» **What this task involves**:
Copy the data word for word, starting at its first line and ending with the line that contains "positive clicks: (319, 542)", with both of those lines included.

----

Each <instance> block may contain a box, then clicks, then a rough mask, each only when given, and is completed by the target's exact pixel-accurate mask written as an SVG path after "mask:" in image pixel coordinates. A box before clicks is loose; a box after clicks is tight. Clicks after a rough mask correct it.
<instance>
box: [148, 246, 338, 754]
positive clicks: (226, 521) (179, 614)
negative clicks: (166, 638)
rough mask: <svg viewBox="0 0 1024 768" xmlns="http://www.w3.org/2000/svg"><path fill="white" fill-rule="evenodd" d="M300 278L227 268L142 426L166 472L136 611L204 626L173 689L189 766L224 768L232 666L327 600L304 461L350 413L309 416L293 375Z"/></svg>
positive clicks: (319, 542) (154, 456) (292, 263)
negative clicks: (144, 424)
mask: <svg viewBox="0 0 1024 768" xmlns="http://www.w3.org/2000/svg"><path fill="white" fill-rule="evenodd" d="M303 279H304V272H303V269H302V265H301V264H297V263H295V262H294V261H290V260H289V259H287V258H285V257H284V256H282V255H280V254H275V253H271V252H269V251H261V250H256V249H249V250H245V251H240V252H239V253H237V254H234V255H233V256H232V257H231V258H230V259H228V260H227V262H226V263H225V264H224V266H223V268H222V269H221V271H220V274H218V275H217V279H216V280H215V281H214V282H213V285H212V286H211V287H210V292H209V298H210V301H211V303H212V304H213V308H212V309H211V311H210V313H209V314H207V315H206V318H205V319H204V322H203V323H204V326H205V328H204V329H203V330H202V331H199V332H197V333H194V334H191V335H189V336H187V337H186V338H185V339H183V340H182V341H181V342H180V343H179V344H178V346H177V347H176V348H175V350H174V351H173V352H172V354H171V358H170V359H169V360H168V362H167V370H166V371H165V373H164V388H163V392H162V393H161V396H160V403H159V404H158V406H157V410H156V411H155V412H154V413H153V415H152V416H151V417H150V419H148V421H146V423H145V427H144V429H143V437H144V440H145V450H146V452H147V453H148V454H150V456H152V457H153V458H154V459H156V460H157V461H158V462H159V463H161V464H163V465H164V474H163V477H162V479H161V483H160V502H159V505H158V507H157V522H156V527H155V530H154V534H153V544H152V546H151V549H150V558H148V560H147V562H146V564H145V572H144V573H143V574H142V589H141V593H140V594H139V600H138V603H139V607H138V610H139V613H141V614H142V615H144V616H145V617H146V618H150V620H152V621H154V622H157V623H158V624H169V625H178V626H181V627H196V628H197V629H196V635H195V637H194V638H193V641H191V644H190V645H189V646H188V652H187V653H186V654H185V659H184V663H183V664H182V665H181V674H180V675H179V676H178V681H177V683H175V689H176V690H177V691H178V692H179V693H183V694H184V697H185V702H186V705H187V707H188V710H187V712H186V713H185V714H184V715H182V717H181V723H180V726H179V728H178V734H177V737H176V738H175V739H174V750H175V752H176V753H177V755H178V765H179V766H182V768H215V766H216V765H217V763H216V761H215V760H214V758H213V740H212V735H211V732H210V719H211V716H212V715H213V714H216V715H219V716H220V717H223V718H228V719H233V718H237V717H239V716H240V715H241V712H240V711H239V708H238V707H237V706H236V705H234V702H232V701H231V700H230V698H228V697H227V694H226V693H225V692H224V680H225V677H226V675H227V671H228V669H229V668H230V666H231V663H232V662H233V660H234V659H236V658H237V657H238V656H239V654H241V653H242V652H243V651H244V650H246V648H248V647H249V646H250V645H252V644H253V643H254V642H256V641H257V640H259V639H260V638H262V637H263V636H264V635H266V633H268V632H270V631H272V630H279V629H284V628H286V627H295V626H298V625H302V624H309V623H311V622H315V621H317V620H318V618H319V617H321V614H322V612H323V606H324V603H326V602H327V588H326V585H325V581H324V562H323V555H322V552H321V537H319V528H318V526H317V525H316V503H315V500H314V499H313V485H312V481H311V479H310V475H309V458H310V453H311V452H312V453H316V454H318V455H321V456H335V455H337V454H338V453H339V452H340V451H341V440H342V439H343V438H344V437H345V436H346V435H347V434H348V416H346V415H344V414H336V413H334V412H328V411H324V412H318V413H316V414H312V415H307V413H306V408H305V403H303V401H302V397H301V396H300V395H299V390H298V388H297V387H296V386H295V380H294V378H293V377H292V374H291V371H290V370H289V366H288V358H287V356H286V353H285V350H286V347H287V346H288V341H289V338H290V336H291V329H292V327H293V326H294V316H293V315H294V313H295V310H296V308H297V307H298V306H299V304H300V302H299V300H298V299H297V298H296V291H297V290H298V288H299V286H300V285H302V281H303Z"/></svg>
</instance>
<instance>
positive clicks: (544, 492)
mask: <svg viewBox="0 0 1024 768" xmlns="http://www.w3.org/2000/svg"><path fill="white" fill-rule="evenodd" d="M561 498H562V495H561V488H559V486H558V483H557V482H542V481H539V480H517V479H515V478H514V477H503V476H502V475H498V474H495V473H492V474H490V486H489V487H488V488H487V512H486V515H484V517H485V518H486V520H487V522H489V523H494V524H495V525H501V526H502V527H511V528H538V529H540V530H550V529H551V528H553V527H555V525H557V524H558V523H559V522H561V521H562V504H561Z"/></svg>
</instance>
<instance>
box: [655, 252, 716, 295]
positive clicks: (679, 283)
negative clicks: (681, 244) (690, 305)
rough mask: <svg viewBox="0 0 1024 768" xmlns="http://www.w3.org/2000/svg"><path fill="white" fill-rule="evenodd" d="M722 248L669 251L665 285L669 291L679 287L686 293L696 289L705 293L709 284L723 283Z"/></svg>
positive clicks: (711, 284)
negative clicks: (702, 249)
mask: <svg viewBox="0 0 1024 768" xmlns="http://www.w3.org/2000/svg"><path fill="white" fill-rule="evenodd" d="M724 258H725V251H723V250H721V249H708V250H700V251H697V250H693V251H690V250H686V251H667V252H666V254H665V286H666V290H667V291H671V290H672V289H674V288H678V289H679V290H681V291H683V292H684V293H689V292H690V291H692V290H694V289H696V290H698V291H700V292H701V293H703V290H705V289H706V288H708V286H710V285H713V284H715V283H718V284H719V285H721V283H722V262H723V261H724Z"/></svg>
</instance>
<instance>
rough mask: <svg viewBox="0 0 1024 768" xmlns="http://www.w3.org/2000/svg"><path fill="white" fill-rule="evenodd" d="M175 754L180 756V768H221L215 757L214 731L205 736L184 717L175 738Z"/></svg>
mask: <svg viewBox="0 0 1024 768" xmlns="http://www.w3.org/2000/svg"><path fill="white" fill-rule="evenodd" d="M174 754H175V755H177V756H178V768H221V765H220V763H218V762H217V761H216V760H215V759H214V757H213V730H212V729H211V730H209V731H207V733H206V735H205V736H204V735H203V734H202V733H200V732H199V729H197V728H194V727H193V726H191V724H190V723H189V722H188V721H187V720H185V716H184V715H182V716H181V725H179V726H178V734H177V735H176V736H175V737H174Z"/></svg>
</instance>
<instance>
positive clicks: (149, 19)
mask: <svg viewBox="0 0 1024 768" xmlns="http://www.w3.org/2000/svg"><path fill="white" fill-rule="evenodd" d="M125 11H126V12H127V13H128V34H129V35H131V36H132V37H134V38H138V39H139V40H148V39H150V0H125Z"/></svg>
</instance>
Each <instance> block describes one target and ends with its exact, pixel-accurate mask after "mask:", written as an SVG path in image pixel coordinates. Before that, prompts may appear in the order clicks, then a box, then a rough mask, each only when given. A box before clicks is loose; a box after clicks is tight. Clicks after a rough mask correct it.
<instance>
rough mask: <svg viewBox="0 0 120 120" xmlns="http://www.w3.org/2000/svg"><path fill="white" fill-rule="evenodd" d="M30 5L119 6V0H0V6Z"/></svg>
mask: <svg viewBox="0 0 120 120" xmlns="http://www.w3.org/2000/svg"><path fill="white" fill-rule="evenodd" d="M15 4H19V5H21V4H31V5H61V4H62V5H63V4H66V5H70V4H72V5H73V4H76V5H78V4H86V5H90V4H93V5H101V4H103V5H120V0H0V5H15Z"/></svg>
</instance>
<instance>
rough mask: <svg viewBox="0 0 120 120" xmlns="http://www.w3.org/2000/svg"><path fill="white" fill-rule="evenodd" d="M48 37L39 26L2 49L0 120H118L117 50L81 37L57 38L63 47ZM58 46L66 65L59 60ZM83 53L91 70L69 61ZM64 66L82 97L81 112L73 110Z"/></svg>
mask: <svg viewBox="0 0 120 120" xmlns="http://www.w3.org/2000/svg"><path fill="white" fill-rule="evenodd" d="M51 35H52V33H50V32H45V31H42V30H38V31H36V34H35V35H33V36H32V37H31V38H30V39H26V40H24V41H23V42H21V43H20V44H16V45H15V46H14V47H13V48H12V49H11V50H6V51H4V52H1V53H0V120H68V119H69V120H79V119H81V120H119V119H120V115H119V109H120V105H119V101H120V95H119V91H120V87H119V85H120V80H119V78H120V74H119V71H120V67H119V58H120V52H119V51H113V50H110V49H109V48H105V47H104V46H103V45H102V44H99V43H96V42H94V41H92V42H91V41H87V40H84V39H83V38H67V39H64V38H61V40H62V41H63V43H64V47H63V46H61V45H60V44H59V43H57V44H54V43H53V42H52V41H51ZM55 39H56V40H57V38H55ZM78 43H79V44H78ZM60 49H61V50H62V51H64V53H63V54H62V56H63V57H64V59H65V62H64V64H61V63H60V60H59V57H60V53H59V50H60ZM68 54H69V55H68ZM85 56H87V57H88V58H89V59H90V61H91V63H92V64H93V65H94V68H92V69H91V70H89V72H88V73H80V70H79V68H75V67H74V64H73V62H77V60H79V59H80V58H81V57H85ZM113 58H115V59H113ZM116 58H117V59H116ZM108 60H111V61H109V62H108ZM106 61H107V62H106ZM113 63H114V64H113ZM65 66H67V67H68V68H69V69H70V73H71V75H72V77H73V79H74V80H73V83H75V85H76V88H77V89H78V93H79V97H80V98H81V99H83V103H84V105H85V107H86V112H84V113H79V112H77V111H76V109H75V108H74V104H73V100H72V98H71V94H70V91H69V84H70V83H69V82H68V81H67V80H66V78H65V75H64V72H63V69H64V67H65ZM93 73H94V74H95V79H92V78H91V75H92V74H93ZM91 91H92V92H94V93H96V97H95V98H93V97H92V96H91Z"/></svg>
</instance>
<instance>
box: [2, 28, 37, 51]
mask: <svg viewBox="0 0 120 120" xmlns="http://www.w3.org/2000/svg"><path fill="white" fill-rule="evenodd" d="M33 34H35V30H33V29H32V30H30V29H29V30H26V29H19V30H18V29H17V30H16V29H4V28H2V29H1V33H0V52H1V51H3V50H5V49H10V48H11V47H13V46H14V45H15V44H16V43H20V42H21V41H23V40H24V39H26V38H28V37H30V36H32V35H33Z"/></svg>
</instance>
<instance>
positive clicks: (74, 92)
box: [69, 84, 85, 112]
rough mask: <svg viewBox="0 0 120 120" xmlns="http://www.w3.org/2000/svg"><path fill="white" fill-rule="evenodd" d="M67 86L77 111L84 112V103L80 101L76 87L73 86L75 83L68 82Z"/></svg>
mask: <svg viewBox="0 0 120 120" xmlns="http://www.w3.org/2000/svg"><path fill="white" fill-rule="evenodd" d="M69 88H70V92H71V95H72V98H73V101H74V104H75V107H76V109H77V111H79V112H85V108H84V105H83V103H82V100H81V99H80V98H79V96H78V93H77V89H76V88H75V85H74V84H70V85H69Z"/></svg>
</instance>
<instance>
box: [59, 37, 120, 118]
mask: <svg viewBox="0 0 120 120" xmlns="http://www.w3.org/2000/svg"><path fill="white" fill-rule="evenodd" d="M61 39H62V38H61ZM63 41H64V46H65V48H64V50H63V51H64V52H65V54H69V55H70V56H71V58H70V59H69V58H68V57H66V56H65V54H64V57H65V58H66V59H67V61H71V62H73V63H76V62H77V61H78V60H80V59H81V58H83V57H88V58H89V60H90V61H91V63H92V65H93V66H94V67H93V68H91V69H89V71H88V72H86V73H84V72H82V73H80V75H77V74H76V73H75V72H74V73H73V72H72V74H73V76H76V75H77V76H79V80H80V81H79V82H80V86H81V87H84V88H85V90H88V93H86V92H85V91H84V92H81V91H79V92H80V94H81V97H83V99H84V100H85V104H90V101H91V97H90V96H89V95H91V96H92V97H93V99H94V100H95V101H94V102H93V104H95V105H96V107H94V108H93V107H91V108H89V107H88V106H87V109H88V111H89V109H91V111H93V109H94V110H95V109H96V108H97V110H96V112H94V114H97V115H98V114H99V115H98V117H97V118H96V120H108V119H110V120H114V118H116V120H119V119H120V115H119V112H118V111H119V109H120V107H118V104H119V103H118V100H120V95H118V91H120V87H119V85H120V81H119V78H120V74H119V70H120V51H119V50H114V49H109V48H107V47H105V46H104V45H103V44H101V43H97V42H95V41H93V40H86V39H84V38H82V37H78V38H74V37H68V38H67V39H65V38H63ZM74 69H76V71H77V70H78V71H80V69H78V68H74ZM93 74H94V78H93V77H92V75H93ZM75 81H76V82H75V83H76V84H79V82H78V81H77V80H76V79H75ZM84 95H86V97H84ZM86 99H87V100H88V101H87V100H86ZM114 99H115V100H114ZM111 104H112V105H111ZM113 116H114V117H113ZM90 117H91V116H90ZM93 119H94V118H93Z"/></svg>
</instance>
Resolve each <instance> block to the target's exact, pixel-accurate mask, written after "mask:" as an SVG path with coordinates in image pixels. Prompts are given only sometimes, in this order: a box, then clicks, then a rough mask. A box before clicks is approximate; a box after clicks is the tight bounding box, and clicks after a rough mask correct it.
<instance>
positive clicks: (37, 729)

----

» **Answer space**:
Each <instance> block may contain a box, then clicks, then a rough mask, each only when given, and is completed by the target's exact pixel-accurate mask written as an SVG path after "mask:" in image pixel coordinates. A box before clicks is loose; a box after clicks is tight. Clicks after a rough mask correct it.
<instance>
box: [148, 246, 338, 754]
positive clicks: (226, 521) (179, 614)
negative clicks: (166, 638)
rough mask: <svg viewBox="0 0 1024 768" xmlns="http://www.w3.org/2000/svg"><path fill="white" fill-rule="evenodd" d="M300 278L227 268L142 426L166 472L136 611L204 626L173 689L189 766L224 768L232 666L327 600L304 461L350 413L309 416L293 375Z"/></svg>
positive clicks: (319, 542) (154, 456) (292, 263)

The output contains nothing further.